[Collected data entries]

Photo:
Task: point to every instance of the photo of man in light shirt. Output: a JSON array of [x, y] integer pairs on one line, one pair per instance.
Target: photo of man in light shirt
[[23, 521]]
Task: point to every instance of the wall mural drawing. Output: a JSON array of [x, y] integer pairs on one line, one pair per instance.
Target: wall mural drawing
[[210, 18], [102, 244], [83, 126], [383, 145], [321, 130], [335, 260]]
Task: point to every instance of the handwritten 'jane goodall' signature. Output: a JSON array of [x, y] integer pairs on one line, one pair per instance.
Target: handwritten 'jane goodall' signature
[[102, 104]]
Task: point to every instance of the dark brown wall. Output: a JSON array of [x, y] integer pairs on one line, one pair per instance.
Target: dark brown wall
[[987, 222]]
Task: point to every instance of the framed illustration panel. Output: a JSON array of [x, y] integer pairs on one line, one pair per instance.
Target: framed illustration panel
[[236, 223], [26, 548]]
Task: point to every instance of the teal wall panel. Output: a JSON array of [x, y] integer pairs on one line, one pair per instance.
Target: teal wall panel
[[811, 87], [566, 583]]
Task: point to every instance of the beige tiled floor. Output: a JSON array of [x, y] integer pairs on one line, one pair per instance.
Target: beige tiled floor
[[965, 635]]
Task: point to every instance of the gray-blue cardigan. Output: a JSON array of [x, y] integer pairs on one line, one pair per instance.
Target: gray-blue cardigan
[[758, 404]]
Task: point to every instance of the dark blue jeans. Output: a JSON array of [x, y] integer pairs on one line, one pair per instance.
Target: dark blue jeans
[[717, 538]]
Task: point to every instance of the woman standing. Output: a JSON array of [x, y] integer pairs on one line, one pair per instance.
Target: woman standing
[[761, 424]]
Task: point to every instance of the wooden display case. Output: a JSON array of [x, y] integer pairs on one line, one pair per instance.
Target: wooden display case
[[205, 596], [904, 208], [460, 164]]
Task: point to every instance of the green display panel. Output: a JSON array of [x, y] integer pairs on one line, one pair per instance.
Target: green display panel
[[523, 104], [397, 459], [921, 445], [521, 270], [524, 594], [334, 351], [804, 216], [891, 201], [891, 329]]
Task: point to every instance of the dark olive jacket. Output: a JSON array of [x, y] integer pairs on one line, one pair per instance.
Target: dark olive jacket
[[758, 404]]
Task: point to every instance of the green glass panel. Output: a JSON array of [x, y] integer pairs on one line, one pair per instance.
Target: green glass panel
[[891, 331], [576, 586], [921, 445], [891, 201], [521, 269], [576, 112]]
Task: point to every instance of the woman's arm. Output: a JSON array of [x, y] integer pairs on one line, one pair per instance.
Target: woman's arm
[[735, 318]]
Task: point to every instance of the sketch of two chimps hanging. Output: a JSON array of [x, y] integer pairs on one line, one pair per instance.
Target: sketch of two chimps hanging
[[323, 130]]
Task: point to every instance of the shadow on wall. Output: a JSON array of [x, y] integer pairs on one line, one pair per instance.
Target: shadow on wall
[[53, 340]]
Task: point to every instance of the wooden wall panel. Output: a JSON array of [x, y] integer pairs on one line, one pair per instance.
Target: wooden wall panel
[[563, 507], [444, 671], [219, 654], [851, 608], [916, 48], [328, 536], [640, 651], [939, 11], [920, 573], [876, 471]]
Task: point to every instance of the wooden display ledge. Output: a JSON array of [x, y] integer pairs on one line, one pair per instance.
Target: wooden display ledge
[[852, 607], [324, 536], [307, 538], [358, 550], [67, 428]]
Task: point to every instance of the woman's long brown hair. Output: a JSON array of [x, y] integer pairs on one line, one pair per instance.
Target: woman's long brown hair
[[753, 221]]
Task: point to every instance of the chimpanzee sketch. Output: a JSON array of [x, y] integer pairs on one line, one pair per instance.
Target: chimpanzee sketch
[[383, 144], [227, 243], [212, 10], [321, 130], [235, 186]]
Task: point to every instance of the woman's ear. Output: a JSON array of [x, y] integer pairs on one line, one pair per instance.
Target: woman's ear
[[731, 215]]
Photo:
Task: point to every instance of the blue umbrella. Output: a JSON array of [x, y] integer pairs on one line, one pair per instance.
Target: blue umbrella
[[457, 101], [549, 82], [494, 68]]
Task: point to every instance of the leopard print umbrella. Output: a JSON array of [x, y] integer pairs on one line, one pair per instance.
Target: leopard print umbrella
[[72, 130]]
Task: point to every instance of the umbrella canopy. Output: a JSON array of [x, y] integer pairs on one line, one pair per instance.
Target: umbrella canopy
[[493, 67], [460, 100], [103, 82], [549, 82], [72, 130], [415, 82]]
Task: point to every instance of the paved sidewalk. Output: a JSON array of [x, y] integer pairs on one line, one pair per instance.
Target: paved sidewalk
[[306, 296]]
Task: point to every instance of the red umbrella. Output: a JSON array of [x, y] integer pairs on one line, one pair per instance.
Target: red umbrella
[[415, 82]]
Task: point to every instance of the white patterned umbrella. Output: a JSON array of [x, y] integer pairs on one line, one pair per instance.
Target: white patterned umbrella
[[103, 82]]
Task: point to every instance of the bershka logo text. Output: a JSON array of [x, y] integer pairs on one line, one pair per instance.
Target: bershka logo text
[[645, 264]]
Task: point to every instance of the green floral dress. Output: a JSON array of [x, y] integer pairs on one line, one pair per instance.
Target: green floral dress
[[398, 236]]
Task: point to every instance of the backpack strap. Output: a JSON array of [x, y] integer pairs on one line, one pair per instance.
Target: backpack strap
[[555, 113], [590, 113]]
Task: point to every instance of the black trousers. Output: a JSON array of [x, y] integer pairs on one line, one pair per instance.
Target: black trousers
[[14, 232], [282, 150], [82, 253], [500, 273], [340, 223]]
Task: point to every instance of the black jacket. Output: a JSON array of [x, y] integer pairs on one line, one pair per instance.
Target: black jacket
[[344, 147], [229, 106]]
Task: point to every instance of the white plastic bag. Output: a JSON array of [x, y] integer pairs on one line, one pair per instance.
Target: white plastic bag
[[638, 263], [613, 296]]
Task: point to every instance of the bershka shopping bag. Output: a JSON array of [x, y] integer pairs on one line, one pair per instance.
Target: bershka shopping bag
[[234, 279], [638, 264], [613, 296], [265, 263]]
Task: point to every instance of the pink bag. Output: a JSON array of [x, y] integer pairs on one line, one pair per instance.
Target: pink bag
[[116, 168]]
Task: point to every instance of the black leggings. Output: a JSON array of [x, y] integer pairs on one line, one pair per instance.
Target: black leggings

**Aim of the exercise**
Copy out, without any alteration, the lines from the line containing "Task: point to every instance of the woman's arm." up to and including the line containing "130], [415, 82]]".

**Exercise solution**
Task: point to every instance of the woman's arm. Output: a JSON array of [x, y] integer pairs on one line, one pair per instance.
Target: woman's arm
[[735, 318]]
Task: point to every instance of the sketch of two chimps hanging. Output: a JSON array of [x, y] integer pairs on one line, one pair per instance.
Target: sketch of two chimps hanging
[[323, 130]]
Task: point to every instance of the shadow on wall. Output: a JSON array of [x, y] integer pairs on one line, one pair per instance.
Target: shadow on wall
[[53, 340]]
Task: point to every instance of the wooden wall panel. Output: a JSON array of [x, y] integer pairs on one line, one pair per instance.
Target: wooden wall panel
[[563, 507], [444, 671], [219, 654], [851, 608], [916, 48], [328, 536], [640, 651], [939, 11], [920, 573], [876, 471]]
Task: point to every instance of the wooden display ledge. Output: a JSON array of [x, y] integer pairs on one line, one pair per instance.
Target: wooden display ledge
[[852, 607], [324, 536], [307, 538], [358, 550], [67, 428]]
Task: point to every instance of the woman's long brown hair. Output: a JSON array of [x, y] integer pairs on one line, one pair per instance.
Target: woman's long brown hair
[[753, 221]]
Task: point to every instance of the chimpanzee sketch. Output: a JSON array of [x, y] integer pairs on one line, one pair per instance.
Target: chimpanzee sketch
[[383, 144], [227, 243], [212, 10], [321, 130], [235, 186]]
Task: point to every instance of the woman's ear. Output: a JSON array of [x, y] integer pairs on one line, one pair per instance.
Target: woman's ear
[[731, 215]]
Photo:
Task: point to every instance of the blue umbrella. Output: a JSON array of [x, y] integer pairs on one line, one pair per instance.
Target: blue umbrella
[[457, 101], [549, 82], [494, 68]]
Task: point to every instance of the leopard print umbrella. Output: a JSON array of [x, y] integer pairs on one line, one pair per instance.
Target: leopard print umbrella
[[72, 130]]
Task: point to every instance of the umbrella canopy. Output: a JSON array of [x, y] integer pairs on one line, one pair per instance.
Target: umbrella canopy
[[493, 67], [460, 100], [103, 82], [549, 82], [72, 130], [415, 82]]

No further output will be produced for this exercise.